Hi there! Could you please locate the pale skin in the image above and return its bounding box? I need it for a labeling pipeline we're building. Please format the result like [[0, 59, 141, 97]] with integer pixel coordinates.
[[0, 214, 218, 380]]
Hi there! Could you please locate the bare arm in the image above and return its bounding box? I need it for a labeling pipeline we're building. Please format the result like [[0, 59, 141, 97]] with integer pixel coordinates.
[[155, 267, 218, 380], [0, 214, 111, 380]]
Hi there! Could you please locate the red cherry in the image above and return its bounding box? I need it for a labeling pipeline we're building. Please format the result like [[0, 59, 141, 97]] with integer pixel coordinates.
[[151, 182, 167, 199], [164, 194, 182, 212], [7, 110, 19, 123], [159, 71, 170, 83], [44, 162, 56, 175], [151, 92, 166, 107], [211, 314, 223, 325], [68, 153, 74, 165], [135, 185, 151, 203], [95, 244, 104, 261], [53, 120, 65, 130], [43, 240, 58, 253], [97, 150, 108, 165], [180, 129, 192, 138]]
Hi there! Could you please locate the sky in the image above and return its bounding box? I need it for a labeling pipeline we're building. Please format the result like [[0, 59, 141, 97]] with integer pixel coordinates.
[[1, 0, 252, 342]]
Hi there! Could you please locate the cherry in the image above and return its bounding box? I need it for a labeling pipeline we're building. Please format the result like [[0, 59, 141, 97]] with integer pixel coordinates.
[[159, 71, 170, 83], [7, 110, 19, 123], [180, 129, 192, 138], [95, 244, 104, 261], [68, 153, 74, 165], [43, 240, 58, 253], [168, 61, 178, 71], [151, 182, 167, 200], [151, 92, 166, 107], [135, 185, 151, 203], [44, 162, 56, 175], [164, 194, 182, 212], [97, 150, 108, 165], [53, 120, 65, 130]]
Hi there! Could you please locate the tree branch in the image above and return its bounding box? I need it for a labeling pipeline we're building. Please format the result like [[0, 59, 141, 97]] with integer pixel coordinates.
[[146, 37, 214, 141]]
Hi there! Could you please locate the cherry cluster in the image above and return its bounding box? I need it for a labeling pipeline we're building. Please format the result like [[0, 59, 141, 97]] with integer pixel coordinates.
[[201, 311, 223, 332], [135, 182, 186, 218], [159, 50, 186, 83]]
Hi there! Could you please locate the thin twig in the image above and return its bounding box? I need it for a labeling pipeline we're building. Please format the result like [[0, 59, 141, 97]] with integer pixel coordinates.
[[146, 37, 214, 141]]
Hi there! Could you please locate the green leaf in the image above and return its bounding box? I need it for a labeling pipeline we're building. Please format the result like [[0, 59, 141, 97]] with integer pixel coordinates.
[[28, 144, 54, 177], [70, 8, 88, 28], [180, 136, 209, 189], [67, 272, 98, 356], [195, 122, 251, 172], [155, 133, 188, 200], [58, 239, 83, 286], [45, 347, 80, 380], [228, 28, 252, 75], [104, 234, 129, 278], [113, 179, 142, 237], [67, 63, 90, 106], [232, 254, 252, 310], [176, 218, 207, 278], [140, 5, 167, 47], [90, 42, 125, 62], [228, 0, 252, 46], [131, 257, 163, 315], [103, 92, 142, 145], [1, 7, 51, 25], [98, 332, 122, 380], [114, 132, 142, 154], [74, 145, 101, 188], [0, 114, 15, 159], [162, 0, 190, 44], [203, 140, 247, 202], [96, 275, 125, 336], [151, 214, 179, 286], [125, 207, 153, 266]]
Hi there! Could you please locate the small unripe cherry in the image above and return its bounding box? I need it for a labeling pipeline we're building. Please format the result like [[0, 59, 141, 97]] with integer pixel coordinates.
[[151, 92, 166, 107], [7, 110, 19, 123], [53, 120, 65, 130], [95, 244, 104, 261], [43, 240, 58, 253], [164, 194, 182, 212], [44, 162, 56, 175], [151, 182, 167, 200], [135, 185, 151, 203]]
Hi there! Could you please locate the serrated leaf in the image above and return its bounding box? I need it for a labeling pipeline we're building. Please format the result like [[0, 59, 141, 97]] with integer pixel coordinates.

★ ★ ★ ★ ★

### [What you have to do]
Format the rows above as a Markdown table with columns Num and Content, one table row per line, skipping blank lines and covering only the range from the line with "Hi there! Could you please locate the small" up to and including the line with "185, 151, 203]]".

### [Finished answer]
| Num | Content |
|---|---|
| 1 | Hi there! Could you please locate the small unripe cherry in the image above and return its bounding box? I need it for a labeling pipeline we're building. Please format the result like [[0, 59, 141, 97]] with integer pixel coordinates. |
| 2 | [[151, 92, 166, 107], [7, 110, 19, 123], [53, 120, 65, 130], [95, 244, 104, 261], [43, 240, 58, 253], [164, 194, 182, 212], [44, 162, 56, 175], [151, 182, 167, 200], [135, 185, 151, 203]] |